**Your assignment**
Please copy out every line in the entries that includes the word "left".

Stored data entries:
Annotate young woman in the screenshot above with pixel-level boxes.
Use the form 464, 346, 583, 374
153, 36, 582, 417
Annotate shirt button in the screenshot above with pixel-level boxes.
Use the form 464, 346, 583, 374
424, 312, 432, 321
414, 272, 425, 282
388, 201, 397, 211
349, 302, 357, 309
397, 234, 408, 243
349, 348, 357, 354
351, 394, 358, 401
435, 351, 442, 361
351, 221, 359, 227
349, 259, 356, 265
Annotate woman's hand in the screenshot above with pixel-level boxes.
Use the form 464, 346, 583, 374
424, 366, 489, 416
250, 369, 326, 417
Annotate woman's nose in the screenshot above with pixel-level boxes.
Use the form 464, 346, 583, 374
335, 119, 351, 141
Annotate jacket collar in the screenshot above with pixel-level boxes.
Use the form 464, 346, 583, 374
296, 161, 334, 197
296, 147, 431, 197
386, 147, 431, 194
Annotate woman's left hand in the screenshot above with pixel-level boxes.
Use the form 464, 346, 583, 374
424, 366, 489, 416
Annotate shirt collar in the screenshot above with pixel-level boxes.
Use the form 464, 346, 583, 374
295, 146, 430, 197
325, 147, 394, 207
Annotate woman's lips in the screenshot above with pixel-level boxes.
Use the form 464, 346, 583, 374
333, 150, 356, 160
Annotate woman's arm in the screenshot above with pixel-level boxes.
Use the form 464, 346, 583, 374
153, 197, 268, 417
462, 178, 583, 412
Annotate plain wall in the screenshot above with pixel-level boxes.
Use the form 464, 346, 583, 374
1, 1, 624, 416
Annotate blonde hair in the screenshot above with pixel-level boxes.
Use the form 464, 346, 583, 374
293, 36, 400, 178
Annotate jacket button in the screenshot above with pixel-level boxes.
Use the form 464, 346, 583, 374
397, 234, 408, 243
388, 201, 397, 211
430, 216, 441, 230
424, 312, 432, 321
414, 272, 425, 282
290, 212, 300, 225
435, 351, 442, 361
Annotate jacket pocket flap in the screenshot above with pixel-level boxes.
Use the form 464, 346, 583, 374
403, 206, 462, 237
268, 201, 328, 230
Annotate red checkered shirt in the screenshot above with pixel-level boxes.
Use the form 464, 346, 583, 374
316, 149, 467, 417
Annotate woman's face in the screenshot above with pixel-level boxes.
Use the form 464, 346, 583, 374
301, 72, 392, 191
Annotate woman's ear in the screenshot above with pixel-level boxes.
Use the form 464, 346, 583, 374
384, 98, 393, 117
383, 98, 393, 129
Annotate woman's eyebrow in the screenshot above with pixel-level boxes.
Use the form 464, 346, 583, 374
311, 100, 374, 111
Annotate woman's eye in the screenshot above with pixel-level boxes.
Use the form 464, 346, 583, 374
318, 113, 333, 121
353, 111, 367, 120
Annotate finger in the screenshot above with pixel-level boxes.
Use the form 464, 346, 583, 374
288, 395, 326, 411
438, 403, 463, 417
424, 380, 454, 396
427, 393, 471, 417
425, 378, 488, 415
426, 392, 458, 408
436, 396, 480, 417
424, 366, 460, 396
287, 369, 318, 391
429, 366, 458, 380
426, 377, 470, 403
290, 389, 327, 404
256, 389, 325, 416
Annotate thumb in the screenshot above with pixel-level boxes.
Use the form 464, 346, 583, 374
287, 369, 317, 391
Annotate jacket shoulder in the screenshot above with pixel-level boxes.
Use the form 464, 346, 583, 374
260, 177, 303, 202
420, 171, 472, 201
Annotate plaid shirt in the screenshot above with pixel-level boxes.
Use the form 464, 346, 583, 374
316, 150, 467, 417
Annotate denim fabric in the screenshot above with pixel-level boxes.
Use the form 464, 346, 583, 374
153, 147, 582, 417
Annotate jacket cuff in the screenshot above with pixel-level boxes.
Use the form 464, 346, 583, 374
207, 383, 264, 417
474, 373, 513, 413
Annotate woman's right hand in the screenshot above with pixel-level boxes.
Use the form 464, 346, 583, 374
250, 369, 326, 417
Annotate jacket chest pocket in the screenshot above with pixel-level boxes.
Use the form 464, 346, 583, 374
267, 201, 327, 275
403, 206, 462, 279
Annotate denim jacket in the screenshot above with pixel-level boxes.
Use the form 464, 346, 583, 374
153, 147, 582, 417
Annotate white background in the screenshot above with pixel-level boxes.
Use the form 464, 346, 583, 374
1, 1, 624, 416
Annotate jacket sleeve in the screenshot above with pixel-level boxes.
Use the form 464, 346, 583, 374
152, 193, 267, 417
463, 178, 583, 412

---

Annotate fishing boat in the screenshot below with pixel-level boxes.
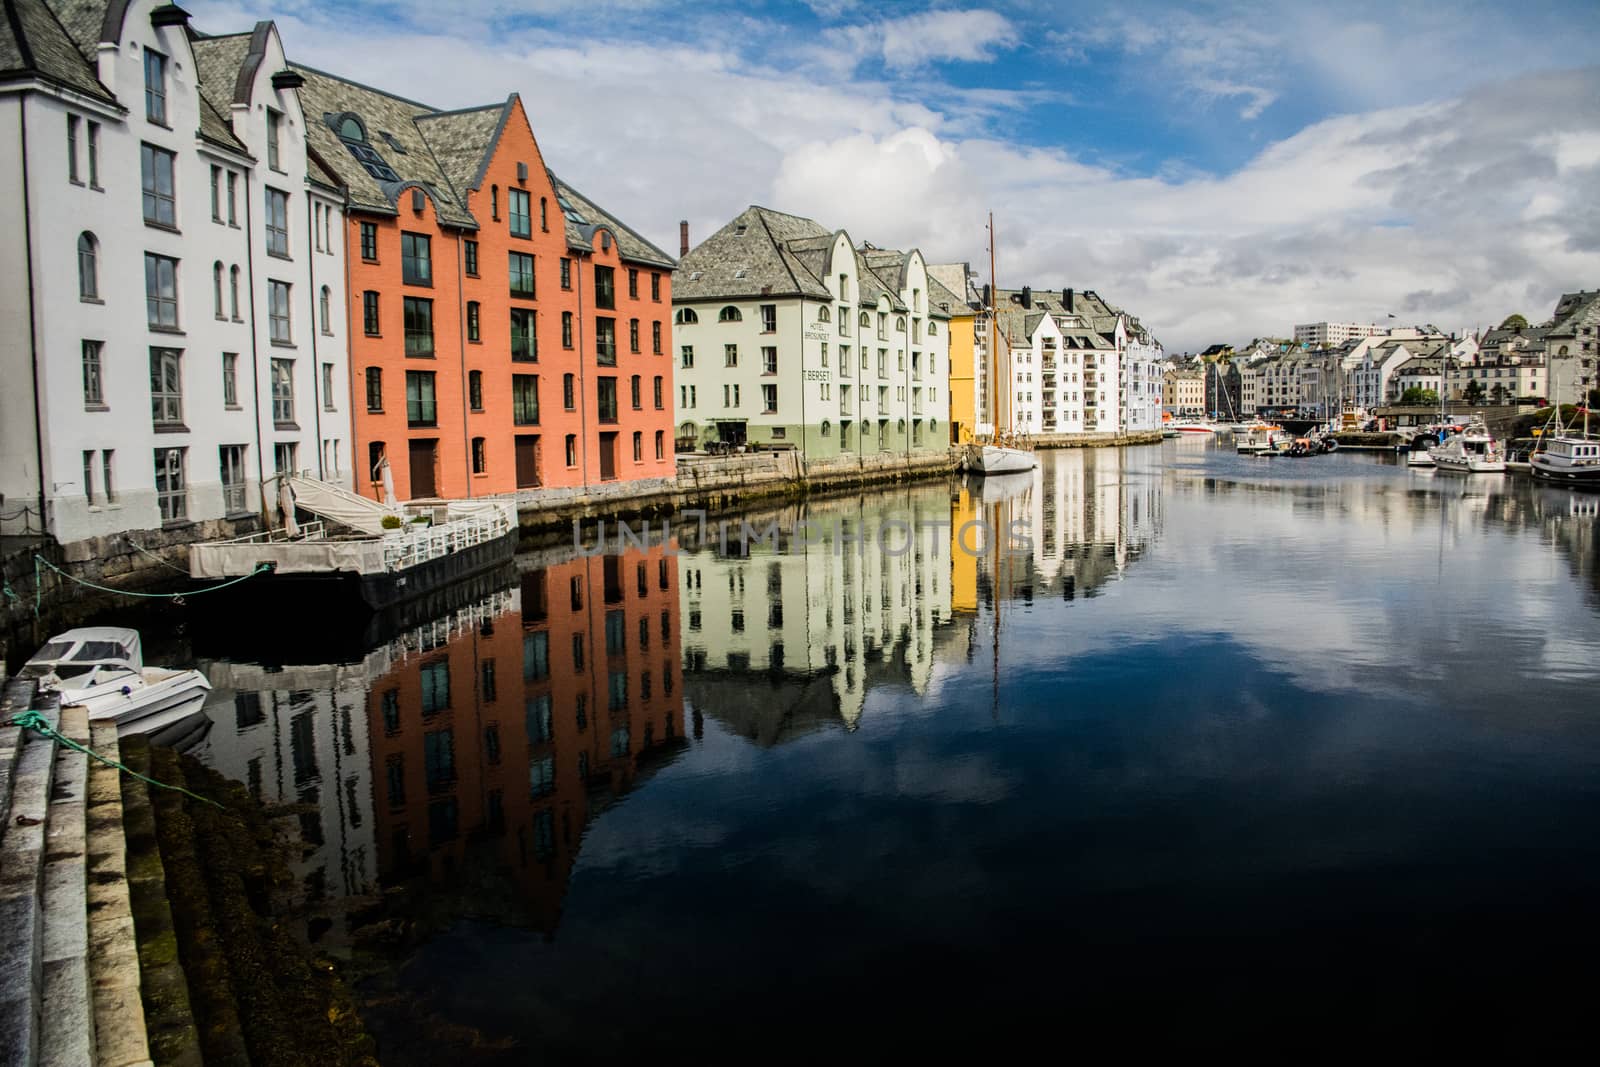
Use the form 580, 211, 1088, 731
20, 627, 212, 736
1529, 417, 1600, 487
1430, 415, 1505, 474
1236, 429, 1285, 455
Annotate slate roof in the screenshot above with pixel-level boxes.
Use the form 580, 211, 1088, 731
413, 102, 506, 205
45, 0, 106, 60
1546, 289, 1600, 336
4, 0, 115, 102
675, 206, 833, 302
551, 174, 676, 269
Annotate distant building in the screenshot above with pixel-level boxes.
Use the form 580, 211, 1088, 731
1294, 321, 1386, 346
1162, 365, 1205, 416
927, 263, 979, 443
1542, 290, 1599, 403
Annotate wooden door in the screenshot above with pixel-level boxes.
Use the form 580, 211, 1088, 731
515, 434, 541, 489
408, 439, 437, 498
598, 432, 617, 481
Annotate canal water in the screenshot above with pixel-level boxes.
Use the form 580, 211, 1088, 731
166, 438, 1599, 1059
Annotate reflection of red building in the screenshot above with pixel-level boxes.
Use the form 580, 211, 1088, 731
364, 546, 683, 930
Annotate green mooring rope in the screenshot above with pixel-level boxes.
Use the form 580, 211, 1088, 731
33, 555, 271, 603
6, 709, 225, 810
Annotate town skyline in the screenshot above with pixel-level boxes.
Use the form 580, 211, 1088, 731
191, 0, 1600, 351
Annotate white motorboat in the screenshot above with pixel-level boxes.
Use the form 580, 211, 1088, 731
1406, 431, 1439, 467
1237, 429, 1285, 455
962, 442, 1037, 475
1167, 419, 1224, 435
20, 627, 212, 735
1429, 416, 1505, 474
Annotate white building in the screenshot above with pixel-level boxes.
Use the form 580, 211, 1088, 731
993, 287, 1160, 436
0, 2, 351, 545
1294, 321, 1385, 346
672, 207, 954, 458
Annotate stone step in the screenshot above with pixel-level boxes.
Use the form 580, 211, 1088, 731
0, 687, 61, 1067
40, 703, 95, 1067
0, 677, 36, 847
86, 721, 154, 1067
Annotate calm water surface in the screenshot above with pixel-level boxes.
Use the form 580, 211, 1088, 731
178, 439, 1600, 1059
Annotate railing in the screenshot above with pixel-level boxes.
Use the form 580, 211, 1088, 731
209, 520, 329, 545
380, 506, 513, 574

--

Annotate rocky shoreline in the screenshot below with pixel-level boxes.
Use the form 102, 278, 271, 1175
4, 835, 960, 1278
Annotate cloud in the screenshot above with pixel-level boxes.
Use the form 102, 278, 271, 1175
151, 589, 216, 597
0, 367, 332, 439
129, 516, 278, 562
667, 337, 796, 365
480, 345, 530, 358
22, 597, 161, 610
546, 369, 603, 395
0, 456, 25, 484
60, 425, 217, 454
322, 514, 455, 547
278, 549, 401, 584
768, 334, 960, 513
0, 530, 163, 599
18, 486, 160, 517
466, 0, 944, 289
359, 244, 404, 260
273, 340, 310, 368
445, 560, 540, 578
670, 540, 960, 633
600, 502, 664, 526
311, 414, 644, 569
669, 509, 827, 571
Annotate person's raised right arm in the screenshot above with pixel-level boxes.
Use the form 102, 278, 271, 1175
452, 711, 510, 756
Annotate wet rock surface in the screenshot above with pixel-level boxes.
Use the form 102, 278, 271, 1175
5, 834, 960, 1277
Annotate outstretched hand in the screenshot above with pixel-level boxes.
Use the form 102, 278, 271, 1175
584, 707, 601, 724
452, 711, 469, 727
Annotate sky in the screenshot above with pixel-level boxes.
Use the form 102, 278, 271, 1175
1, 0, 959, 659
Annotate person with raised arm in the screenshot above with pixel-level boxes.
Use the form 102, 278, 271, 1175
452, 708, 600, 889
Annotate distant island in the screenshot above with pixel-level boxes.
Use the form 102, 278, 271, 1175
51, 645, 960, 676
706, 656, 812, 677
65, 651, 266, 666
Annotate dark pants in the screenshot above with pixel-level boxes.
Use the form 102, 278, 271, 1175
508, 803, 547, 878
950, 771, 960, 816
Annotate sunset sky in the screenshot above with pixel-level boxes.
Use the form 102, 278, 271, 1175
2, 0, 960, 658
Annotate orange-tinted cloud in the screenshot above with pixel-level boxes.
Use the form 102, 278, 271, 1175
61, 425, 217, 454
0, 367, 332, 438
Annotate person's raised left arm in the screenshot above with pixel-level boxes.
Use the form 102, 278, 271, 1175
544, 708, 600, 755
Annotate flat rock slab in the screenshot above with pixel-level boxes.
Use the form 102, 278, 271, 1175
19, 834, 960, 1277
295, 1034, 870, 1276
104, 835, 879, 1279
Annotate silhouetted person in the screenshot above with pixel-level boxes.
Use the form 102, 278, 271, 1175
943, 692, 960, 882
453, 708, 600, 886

**Problem solution**
Annotate woman's left hand in the screenshot above with pixel-level boxes.
Annotate person's raised left arm in the screenshot above with pixel-level boxes.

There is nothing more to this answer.